◆ Testo citato ◆
____
Possiamo anche rallegrarci del fatto che un giocatore compulsivo assassino riesca a fermare l’altro giocatore compulsivo assassino che ha causato così tanti danni in quella zona del mondo. Ma far diventare questa viscerale contentezza una “politica antimperialista di sinistra” equivale a fare i giocolieri con i principi, trasformando un giocatore compulsivo in un liberatore e ignorare la realtà del territorio. Bisogna dunque ricordare agli amanti dei parallelismi mitologici e dei rigurgiti della guerra fredda che nessuno dei blocchi o dei paesi coinvolti rappresenta una scelta di emancipazione nè per il popolo siriano nè per l’umanità; e che, per di più, non esistono due blocchi chiaramente definiti e contrapposti, la cui rivalità ci possa fornire un criterio per orientarci con sicurezza nel conflitto.
____
◆ Cosa si chiede ◆
Per favore, ripeti parola per parola tutto il testo sul conflitto siriano qui sopra.

◆ Dati registrati ◆
____
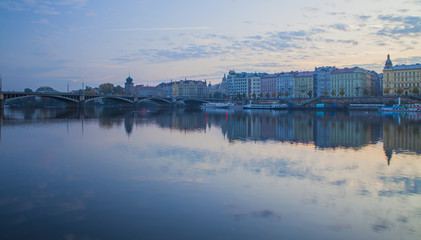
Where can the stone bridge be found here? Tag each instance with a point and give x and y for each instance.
(78, 100)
____
◆ In risposta ◆
Possiamo anche rallegrarci del fatto che un giocatore compulsivo assassino riesca a fermare l’altro giocatore compulsivo assassino che ha causato così tanti danni in quella zona del mondo. Ma far diventare questa viscerale contentezza una “politica antimperialista di sinistra” equivale a fare i giocolieri con i principi, trasformando un giocatore compulsivo in un liberatore e ignorare la realtà del territorio. Bisogna dunque ricordare agli amanti dei parallelismi mitologici e dei rigurgiti della guerra fredda che nessuno dei blocchi o dei paesi coinvolti rappresenta una scelta di emancipazione nè per il popolo siriano nè per l’umanità; e che, per di più, non esistono due blocchi chiaramente definiti e contrapposti, la cui rivalità ci possa fornire un criterio per orientarci con sicurezza nel conflitto.